[Start Information supplied]
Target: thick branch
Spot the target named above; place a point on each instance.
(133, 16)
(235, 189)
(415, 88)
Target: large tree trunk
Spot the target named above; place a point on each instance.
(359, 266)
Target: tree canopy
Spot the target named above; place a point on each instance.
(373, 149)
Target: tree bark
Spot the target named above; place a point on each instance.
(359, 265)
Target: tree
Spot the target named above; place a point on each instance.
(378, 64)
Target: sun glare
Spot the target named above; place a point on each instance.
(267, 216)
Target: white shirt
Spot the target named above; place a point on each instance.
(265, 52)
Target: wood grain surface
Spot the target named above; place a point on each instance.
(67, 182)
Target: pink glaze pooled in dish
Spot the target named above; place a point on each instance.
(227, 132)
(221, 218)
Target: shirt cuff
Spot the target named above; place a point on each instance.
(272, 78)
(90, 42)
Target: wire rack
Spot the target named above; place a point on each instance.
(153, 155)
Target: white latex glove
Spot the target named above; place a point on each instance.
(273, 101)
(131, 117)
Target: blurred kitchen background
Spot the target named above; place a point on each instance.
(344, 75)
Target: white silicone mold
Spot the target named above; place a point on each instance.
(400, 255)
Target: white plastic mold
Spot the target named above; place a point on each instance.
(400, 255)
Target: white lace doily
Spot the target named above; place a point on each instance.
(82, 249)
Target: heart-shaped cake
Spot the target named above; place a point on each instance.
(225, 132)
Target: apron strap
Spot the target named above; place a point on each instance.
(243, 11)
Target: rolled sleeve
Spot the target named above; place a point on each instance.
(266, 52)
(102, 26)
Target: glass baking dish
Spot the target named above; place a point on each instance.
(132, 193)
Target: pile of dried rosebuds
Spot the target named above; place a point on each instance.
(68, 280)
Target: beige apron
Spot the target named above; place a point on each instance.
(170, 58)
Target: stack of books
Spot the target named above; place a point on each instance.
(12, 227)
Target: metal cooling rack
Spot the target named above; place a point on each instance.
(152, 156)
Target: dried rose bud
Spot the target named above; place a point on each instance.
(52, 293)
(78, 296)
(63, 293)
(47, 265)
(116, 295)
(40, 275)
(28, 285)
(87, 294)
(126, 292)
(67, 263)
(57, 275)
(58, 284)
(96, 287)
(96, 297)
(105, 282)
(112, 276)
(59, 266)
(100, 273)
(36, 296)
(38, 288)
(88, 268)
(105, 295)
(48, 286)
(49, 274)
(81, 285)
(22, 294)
[End Information supplied]
[Start Information supplied]
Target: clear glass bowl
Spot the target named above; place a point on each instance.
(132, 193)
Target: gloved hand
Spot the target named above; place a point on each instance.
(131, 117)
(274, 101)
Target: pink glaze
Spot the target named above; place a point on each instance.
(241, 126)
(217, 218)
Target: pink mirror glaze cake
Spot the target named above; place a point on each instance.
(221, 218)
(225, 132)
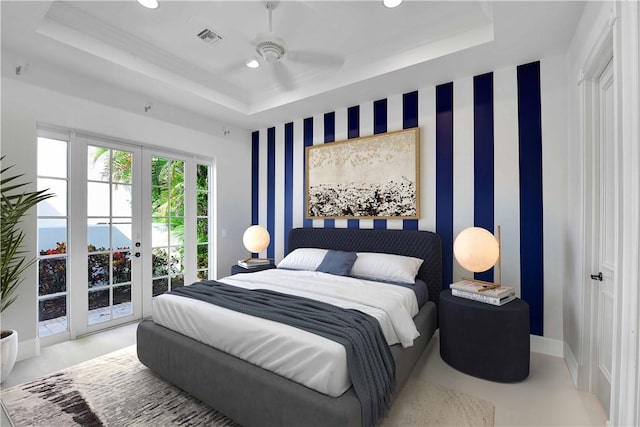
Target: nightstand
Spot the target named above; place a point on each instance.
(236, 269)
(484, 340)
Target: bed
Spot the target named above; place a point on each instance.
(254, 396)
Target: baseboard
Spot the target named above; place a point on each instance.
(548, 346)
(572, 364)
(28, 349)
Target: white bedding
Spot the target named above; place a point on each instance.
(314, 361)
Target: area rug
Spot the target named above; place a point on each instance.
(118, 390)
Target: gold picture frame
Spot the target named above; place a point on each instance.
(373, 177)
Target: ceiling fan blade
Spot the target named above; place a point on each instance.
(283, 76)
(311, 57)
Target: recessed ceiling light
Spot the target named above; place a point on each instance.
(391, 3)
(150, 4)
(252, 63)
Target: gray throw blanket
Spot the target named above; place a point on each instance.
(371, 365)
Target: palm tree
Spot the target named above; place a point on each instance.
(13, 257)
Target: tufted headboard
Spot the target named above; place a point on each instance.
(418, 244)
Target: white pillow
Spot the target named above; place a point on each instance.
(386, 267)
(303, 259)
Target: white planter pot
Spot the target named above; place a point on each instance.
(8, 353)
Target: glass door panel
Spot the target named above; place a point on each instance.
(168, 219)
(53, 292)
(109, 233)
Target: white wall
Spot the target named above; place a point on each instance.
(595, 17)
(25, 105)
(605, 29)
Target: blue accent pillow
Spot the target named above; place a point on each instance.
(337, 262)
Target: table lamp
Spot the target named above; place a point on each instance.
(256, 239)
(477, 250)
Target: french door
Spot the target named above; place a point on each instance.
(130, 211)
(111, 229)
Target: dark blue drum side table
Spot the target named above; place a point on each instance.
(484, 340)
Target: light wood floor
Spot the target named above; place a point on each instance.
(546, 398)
[End Information supplied]
_Challenge_
Find every line in the records above that contains the string "table", and copy each one in full. Matching is case-sensitive.

_Written response_
Target: table lamp
Target: dark blue drum side table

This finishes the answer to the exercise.